━━━━━ GIVEN ENTRIES

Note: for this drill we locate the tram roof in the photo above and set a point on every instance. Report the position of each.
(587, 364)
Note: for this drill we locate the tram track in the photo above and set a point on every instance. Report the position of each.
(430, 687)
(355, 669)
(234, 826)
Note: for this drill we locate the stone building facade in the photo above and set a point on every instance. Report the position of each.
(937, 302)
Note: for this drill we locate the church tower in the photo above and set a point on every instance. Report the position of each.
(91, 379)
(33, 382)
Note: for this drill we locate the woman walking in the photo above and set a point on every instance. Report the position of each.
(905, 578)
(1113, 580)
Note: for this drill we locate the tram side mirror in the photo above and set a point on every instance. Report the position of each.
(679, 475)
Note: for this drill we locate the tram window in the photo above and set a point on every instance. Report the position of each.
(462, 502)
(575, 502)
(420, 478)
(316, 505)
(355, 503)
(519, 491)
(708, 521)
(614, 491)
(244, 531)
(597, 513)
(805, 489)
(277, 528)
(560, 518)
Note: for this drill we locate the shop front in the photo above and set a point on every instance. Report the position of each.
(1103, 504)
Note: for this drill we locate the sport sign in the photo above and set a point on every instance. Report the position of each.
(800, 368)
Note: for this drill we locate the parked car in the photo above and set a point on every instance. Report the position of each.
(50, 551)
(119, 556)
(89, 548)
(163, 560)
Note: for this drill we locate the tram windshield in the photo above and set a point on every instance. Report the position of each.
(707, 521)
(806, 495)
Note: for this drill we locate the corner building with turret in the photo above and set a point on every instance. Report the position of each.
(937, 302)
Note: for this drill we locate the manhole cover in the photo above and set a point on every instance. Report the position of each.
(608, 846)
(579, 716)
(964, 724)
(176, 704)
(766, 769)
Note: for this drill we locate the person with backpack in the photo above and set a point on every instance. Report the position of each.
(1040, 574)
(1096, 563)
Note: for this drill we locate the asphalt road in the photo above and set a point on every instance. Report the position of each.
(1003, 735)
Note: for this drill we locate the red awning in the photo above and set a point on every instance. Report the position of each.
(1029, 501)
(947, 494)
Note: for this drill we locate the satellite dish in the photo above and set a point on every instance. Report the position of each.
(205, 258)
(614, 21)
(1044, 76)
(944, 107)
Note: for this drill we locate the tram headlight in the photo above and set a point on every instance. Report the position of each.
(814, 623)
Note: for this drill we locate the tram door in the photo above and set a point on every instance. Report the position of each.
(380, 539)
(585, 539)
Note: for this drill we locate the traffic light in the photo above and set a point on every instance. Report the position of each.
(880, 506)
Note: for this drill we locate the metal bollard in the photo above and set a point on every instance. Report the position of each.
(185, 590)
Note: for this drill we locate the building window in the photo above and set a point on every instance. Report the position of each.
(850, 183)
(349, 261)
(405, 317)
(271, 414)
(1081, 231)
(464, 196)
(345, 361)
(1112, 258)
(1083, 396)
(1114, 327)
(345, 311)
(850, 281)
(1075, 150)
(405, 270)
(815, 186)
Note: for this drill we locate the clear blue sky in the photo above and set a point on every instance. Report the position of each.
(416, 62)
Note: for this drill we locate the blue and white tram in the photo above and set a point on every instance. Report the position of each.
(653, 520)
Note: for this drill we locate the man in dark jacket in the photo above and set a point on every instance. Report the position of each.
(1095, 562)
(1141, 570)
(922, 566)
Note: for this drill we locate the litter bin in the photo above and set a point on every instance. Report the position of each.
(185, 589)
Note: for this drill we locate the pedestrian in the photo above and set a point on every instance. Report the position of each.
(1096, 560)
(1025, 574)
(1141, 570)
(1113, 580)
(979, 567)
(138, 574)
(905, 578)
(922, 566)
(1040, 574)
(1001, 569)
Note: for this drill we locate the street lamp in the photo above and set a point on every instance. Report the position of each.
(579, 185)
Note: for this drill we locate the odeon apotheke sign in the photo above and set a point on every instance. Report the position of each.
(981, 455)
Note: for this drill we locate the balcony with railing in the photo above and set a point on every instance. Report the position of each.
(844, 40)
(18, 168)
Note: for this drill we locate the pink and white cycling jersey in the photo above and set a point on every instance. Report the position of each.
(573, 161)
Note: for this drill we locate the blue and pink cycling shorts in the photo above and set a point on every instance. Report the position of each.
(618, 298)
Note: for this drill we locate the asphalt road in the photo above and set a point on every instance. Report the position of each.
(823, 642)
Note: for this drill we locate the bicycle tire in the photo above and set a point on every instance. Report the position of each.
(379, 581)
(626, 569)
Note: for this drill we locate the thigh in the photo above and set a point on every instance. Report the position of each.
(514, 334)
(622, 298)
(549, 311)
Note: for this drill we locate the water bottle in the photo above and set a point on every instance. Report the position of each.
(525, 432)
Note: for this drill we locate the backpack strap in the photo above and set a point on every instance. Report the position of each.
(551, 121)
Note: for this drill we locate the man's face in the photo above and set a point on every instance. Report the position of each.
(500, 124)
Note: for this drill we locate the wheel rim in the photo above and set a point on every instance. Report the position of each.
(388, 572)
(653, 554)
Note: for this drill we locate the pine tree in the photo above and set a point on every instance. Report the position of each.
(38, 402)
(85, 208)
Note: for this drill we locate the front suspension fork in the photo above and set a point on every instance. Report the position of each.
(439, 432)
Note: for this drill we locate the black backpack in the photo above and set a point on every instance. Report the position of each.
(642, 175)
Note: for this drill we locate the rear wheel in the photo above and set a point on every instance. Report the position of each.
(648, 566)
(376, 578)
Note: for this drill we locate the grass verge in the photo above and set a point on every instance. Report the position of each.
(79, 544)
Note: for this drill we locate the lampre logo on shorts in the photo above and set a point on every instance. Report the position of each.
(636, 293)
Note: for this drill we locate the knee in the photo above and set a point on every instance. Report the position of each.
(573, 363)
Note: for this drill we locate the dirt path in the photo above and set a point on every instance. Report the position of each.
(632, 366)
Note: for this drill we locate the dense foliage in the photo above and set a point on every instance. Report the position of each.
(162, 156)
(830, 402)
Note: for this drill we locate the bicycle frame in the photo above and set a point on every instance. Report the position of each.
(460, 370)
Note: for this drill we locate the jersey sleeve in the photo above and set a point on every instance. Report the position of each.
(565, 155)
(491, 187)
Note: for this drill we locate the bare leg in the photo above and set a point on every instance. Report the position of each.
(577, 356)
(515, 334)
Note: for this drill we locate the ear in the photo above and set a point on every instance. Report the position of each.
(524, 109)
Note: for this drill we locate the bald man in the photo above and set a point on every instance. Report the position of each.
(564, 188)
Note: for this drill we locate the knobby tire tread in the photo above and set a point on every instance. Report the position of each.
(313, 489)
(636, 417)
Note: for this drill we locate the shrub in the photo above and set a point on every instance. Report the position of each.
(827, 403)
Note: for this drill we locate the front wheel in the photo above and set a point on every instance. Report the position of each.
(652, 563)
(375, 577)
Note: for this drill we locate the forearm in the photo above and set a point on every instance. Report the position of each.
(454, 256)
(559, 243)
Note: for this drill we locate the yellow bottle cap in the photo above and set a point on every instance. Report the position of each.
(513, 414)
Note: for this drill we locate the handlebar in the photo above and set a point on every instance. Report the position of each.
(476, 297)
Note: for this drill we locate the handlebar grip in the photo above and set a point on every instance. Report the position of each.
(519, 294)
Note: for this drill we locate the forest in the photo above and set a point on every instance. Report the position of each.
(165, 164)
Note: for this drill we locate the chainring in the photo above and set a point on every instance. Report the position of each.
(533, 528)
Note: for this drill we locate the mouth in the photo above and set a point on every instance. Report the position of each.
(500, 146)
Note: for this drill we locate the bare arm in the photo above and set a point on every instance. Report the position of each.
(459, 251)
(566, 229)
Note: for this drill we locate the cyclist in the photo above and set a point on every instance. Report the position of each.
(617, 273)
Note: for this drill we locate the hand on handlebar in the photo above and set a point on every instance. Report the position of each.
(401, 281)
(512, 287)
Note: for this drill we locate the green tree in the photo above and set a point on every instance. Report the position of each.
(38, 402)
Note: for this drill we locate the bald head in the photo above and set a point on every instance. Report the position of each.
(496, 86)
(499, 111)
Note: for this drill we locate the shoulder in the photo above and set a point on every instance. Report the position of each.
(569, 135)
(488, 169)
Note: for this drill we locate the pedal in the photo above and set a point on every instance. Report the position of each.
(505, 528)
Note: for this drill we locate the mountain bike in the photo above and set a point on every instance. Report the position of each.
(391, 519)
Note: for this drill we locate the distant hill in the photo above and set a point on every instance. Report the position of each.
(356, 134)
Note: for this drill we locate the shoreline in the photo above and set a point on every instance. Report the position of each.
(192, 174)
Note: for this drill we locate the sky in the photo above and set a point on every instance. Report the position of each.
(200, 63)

━━━━━━━━━━

● **REQUIRED WORK**:
Please rewrite everything from the line with "Note: for this drill we locate the church" to the line with "(1096, 563)", changing "tram" to "streetcar" and keeping all else as it is.

● **THE ANSWER**:
Note: for this drill we locate the church tower in the photo above and set a point on every instance. Report the position of each.
(91, 379)
(33, 382)
Note: for this drill we locate the woman walking in the photo above and set a point on every instance. Report the position of each.
(905, 578)
(1113, 580)
Note: for this drill we locate the streetcar side mirror in the photo above and set a point on every instance. Report the position of each.
(679, 475)
Note: for this drill we locate the streetcar window in the photo above and set a point on every instance. Report the position of each.
(462, 502)
(575, 502)
(420, 478)
(316, 505)
(355, 503)
(519, 491)
(708, 521)
(614, 491)
(244, 531)
(597, 513)
(805, 489)
(277, 528)
(560, 518)
Note: for this drill we locate the shop front in the photo above and set a point on every instance. Report the position of each.
(1103, 504)
Note: for this drill we locate the sport sign in the photo above and set a point on every instance. Report the position of each.
(800, 368)
Note: for this drill we locate the parked car in the photo above and set a point on every instance. Report the position of each.
(50, 551)
(119, 556)
(89, 548)
(163, 560)
Note: for this drill we locate the streetcar windshield in the photo above and set a point on every instance. Report the position of each.
(707, 521)
(806, 495)
Note: for this drill we locate the corner building with turret in the photo above and set a point on every instance. Report the position of each.
(937, 302)
Note: for this drill we locate the manhole cover in the photo above and set a point on every instance. Report the position of each.
(608, 846)
(579, 716)
(964, 724)
(176, 704)
(766, 769)
Note: for this drill we locate the person with backpack in the photo above and set a point on every instance. Report the position of each.
(1040, 574)
(1096, 563)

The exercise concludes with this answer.